• **Aim of the exercise**:
Lines with "window" in them are to be located in the listing below and copied.

• **Material for this task**:
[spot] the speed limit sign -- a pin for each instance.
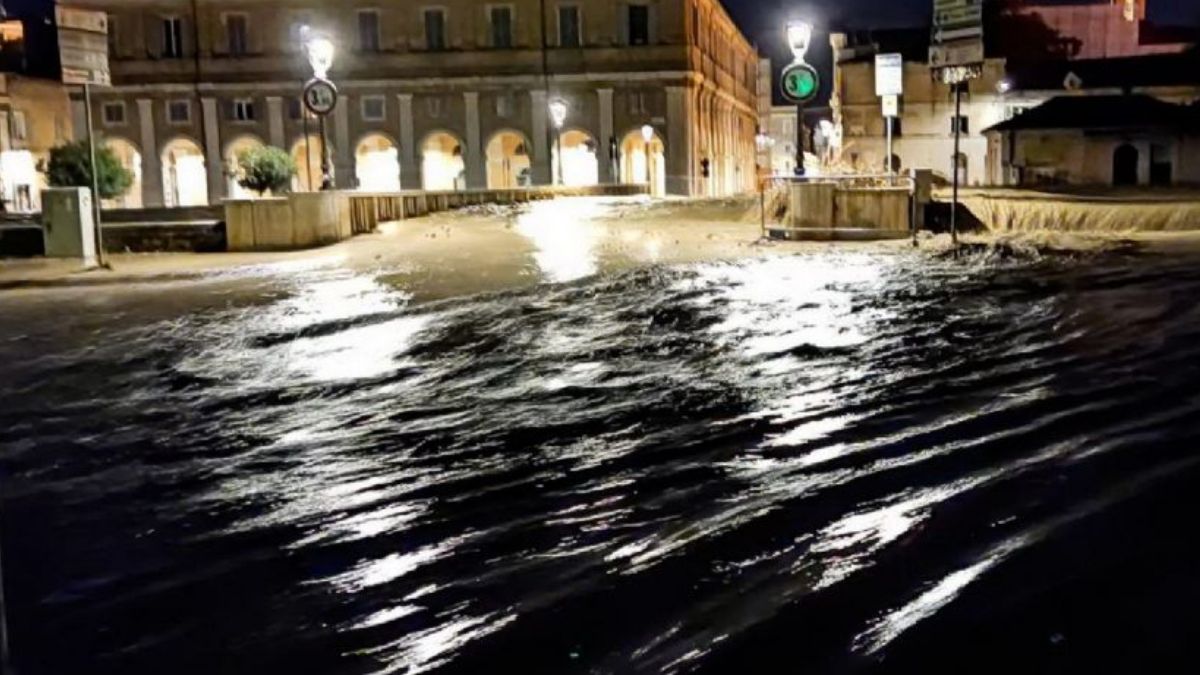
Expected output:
(319, 96)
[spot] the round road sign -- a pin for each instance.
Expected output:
(801, 83)
(319, 96)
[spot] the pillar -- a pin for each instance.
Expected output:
(606, 133)
(213, 162)
(151, 161)
(678, 153)
(343, 155)
(275, 121)
(409, 167)
(540, 159)
(477, 175)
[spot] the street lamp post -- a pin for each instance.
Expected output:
(558, 115)
(321, 96)
(648, 137)
(799, 36)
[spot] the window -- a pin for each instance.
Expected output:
(237, 34)
(173, 37)
(435, 29)
(114, 113)
(504, 106)
(501, 21)
(244, 109)
(179, 112)
(569, 34)
(369, 30)
(18, 129)
(637, 103)
(639, 24)
(112, 36)
(375, 108)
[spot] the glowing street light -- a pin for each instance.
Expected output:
(648, 137)
(558, 109)
(321, 95)
(799, 36)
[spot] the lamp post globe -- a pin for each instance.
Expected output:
(558, 109)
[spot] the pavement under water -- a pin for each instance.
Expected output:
(543, 447)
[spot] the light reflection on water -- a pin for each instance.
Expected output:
(666, 470)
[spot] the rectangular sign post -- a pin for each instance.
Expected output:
(957, 57)
(889, 85)
(83, 54)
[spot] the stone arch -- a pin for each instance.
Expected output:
(306, 154)
(185, 179)
(580, 156)
(507, 156)
(130, 155)
(233, 171)
(377, 162)
(634, 166)
(442, 161)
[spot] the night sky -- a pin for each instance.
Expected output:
(763, 21)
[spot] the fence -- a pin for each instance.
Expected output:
(369, 209)
(843, 207)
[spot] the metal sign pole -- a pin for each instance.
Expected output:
(954, 162)
(95, 177)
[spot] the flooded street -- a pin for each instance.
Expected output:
(553, 446)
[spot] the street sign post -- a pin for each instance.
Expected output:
(83, 57)
(889, 85)
(957, 57)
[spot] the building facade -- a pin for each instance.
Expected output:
(923, 135)
(439, 95)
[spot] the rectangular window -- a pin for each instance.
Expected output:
(435, 29)
(238, 35)
(243, 109)
(501, 19)
(639, 24)
(114, 113)
(179, 112)
(173, 37)
(369, 30)
(375, 108)
(504, 106)
(112, 36)
(569, 34)
(18, 129)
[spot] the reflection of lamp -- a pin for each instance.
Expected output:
(558, 115)
(799, 35)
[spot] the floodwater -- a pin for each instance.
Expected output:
(817, 461)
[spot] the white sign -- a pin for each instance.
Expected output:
(888, 75)
(83, 46)
(891, 106)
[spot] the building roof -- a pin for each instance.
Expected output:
(1126, 73)
(1097, 113)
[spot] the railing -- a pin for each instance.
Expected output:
(369, 209)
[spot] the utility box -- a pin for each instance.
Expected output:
(69, 223)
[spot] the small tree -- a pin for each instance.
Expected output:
(70, 166)
(265, 168)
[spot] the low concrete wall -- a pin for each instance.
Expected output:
(313, 219)
(297, 221)
(832, 207)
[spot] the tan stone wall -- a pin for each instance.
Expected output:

• **The completed task**:
[spot] the window -- a pin for each instance.
[spot] the rectangular window -- a pin for each instance.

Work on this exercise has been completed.